(Entries pointing to objects in photos)
• • • • •
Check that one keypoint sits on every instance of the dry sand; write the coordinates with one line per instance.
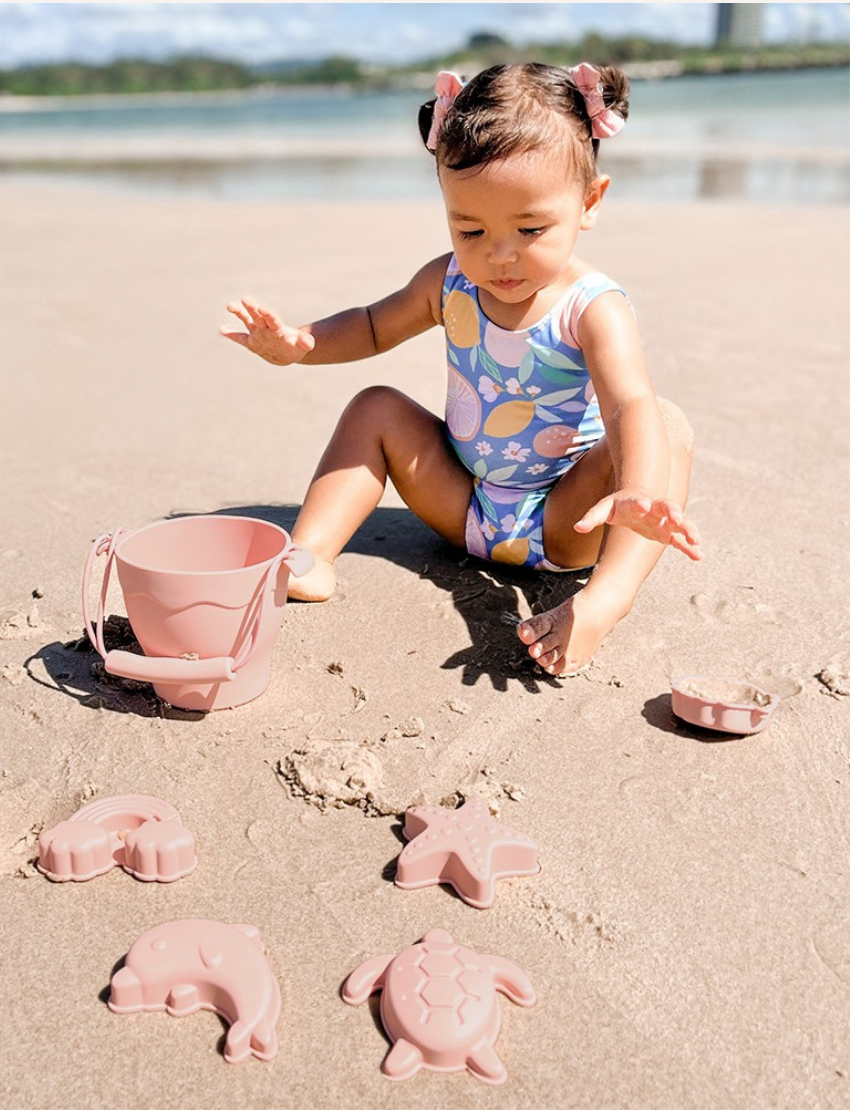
(688, 931)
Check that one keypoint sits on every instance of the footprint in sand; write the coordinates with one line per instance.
(732, 609)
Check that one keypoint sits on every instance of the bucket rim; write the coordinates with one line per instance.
(131, 534)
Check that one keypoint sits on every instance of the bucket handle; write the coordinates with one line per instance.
(167, 669)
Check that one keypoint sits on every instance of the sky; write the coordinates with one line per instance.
(32, 33)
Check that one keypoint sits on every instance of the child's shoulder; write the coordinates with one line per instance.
(587, 285)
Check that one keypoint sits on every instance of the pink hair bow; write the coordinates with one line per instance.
(447, 87)
(605, 122)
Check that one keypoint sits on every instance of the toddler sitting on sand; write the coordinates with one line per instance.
(555, 452)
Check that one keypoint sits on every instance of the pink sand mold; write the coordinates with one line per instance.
(143, 835)
(196, 965)
(466, 848)
(439, 1006)
(724, 714)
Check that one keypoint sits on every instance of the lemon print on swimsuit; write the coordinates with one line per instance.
(461, 319)
(509, 419)
(463, 406)
(514, 551)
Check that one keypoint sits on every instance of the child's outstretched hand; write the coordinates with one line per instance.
(661, 521)
(267, 335)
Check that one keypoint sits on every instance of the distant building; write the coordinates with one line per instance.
(739, 24)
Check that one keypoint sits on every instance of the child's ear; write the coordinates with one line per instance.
(594, 195)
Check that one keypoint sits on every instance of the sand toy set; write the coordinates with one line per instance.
(438, 1005)
(204, 596)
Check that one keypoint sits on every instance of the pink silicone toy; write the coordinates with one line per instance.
(724, 715)
(143, 835)
(196, 965)
(204, 596)
(439, 1006)
(466, 848)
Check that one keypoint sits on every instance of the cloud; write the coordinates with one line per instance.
(256, 32)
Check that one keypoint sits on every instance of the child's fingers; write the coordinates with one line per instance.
(239, 311)
(694, 551)
(596, 515)
(241, 337)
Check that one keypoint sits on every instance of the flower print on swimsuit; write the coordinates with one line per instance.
(487, 389)
(516, 451)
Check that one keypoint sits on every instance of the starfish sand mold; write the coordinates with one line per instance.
(467, 848)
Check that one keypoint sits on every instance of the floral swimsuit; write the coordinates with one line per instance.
(520, 411)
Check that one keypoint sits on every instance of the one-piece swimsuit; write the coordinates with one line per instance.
(520, 411)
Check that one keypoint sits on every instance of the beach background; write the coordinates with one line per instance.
(688, 931)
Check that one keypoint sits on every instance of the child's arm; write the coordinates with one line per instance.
(635, 431)
(355, 333)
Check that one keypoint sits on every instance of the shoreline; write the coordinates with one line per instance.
(639, 72)
(687, 931)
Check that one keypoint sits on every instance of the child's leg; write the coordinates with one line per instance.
(564, 638)
(381, 434)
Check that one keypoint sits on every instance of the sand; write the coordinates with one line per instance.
(687, 935)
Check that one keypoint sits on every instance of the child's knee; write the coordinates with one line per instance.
(376, 404)
(678, 427)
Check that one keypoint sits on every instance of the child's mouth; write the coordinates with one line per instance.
(507, 283)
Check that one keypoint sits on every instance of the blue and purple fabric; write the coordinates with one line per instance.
(520, 411)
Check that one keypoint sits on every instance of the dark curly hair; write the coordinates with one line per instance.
(509, 110)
• • • • •
= Problem statement =
Convert all the entries above into a two-column CSV with the headers instruction and coordinates. Give one row per entry, put each field in double quotes, replace line breaks with spaces, and omit the pictures.

= Correct output =
instruction,coordinates
"Check that one keypoint sits on every instance of the dry sand; write the coordinates with one line per instance.","(688, 931)"
"Check that one keypoint sits on every instance of the footprint in sand; write the coordinates with one line per instance.","(732, 609)"
"Check that one keypoint sits on every instance of the bucket rim; write the coordinates with one line per instance.","(131, 534)"
"Check that one keypoint sits on every instance of the bucket handle; write the coordinates with one line per instance.","(167, 669)"
"Check that one keypoint sits on every instance of the sky; write the coordinates with one line per instance.","(32, 33)"
"Check that one keypoint sits on every instance of the child's shoulder; write the coordinates with one line per instance.","(587, 285)"
"Check that one keypoint sits on every instance of the pink hair bow; write the coordinates with one line per instance.","(447, 87) (605, 122)"
"Check that one keypoint sits on every instance of the toddler sitting on sand; write the coordinates with one line per instance.","(555, 452)"
"Check that one keypoint sits on every instance of the pink sand mold; write the coordinates with one line per instance.","(143, 835) (196, 965) (466, 848) (439, 1006) (724, 714)"
"Check that one keypoint sits on every instance of the lemon print on swimsuit; write the coordinates with one line per instance.","(461, 319) (509, 419) (463, 406) (514, 551)"
"Check that one keypoint sits on every instance of the child's outstretched hand; write the coordinates with one line per instance.","(661, 521) (267, 335)"
"Check that one keypoint sits on every instance of the distant building; write the coordinates with one line per instance.","(739, 24)"
"Check that one keypoint sits on every instance of the child's ear; write the coordinates with one line per instance.","(594, 195)"
"Check that one keypoint sits on every instance of the sand toy set; write the coordinates with one line per instance.","(438, 1005) (204, 596)"
"Check that one keypoint sits on every instance of the pink silicone toy; write the coordinates with one line per instance.","(724, 715) (143, 835) (196, 965) (204, 596) (439, 1006) (466, 848)"
"Check that one keypoint sits on every instance of the cloud; write the coordinates with one line per instance.","(256, 32)"
"Check that one keypoint sits on every instance of the child's fingers; write the coordinates with one line per instance.","(239, 311) (694, 551) (596, 515) (241, 337)"
"Check that one keypoint sits on every instance of the flower print on swimsuit; write the coordinates with one line per instance.","(487, 389) (516, 451)"
"Check that one keypoint sits on every instance of the starfish sand mold; write the coordinates with one line per instance.","(467, 848)"
"Check that one keypoint sits on every instance of the floral swimsuit; write the coordinates with one line per instance.","(520, 411)"
"Check that one keypoint sits on every instance of the one-piece swimsuit; write the coordinates with one line per instance.","(520, 411)"
"Check that one keypoint sits on every instance of the beach background; write the coordinates with one line per instance.","(688, 931)"
"Check that one keypoint sits on every instance of the child's arm; write the coordinates with one line per instance.","(635, 431) (355, 333)"
"Check that one keypoint sits on every instance of the shoreline; write the coordinates with one line per instance.","(639, 72) (687, 931)"
"Check that one keypoint sits on every instance of the child's leg; write the coordinates with one line per instance.","(564, 638) (381, 434)"
"Check that one keypoint sits on every instance of the sand; write the coordinates with one line per instance.","(687, 935)"
"Check that one keypoint sits on every instance of the child's knee; write the coordinates with one line per instance.","(376, 404) (678, 427)"
"Check that one keypoint sits on every instance of the child's mouth; write the coordinates with one line per instance.","(507, 283)"
"Check that one keypoint sits on every instance of the blue and purple fabric; write the coordinates with one line per instance.","(520, 411)"
"Check that one keypoint sits on every instance of the dark curly hair; write the coordinates with one line per instance.","(509, 110)"